• **Énoncé du problème**
Citez mot pour mot le passage du texte sur Amazon et le marché du livre qui commence par les mots contenant « Texte d’opinion publié » et se termine par « sur le marché. ».
### Texte fourni
Texte d’opinion publié le 17 février 2015 dans L’Opinion.

Les géants internationaux de la vente en ligne sont régulièrement malmenés par la critique. On leur reproche un peu tout : des conditions de travail médiocres, des pratiques d’optimisation fiscale, ou encore d’écraser la concurrence pour maintenir un «monopole». Mais au pays de Victor Hugo, quand on parle du e-commerce, le sujet sensible entre tous reste l’édition. Et pour cause : l’emblématique Amazon est extrêmement actif et innovant sur un marché du livre longtemps resté en sommeil. C’est à son célèbre «sourire» qu’on associe spontanément la liseuse électronique – même s’il n’en est pas l’inventeur et si d’autres vendeurs ont développé leur offre: le Kindle est devenu la référence sur le marché.

L’année dernière, Hachette, mais aussi d’autres associations d’auteurs et de libraires en France et à l’étranger, ont protesté publiquement. Les doléances se résument en trois points. Le premier est l’idée que la vente en ligne ferait péricliter la vente en librairie, ce qui entraînerait à terme la disparition du métier de libraire. Le second concerne celui du format et du prix: les livres numériques connaissent une forte croissance et Amazon a annoncé en 2014 le lancement de «Kindle Unlimited» qui permet d’emprunter des livres numériques plutôt que de les acheter, nouveauté qui a rencontré une forte opposition parmi les éditeurs et chez certains auteurs. Le gouvernement a aussi émis un avis négatif sur la légalité de cette offre. Le troisième point régulièrement avancé dans la controverse est que l’offre du canal numérique contribuerait à réduire la diversité culturelle en limitant la création et la diffusion littéraires.

Un simple rappel des faits pourra éclairer utilement la validité de ces trois postulats.

Alors que les petites librairies souffraient depuis plusieurs décennies, il se trouve justement qu’elles connaissent un regain aujourd’hui. Leur nombre est stable même si leur rentabilité est faible. Elles ne sont que partiellement en concurrence avec Amazon dont 70% du chiffre vient de la vente de livres qui ne sont plus vendus en librairie. Beaucoup de libraires indépendants ont aussi compris tout le parti qu’ils pouvaient tirer d’une interface numérique pour dynamiser et démultiplier leurs débouchés sans dénaturer leur positionnement. En revanche les librairies en réseaux comme Chapitre ont davantage souffert, car elles sont moins à même de satisfaire une clientèle qui cherche une certaine convivialité, et elles ont vu leurs avantages en termes de coûts et de diversité disparaître au profit des acteurs du web.
######
### Enregistrements
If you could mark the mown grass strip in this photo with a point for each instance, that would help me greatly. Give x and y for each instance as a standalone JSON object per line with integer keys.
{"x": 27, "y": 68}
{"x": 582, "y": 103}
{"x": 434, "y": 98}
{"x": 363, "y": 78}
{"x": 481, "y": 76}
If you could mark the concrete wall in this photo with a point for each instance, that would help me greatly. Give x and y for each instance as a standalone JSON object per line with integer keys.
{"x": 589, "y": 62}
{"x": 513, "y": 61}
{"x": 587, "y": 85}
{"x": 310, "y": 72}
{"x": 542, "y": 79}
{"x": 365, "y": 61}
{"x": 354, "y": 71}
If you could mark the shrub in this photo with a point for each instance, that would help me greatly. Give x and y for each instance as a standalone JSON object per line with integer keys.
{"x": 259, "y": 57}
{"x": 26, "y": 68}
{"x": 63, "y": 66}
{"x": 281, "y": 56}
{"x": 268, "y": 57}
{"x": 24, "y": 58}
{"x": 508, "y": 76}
######
• **Réponse rédigée**
Texte d’opinion publié le 17 février 2015 dans L’Opinion.

Les géants internationaux de la vente en ligne sont régulièrement malmenés par la critique. On leur reproche un peu tout : des conditions de travail médiocres, des pratiques d’optimisation fiscale, ou encore d’écraser la concurrence pour maintenir un «monopole». Mais au pays de Victor Hugo, quand on parle du e-commerce, le sujet sensible entre tous reste l’édition. Et pour cause : l’emblématique Amazon est extrêmement actif et innovant sur un marché du livre longtemps resté en sommeil. C’est à son célèbre «sourire» qu’on associe spontanément la liseuse électronique – même s’il n’en est pas l’inventeur et si d’autres vendeurs ont développé leur offre: le Kindle est devenu la référence sur le marché.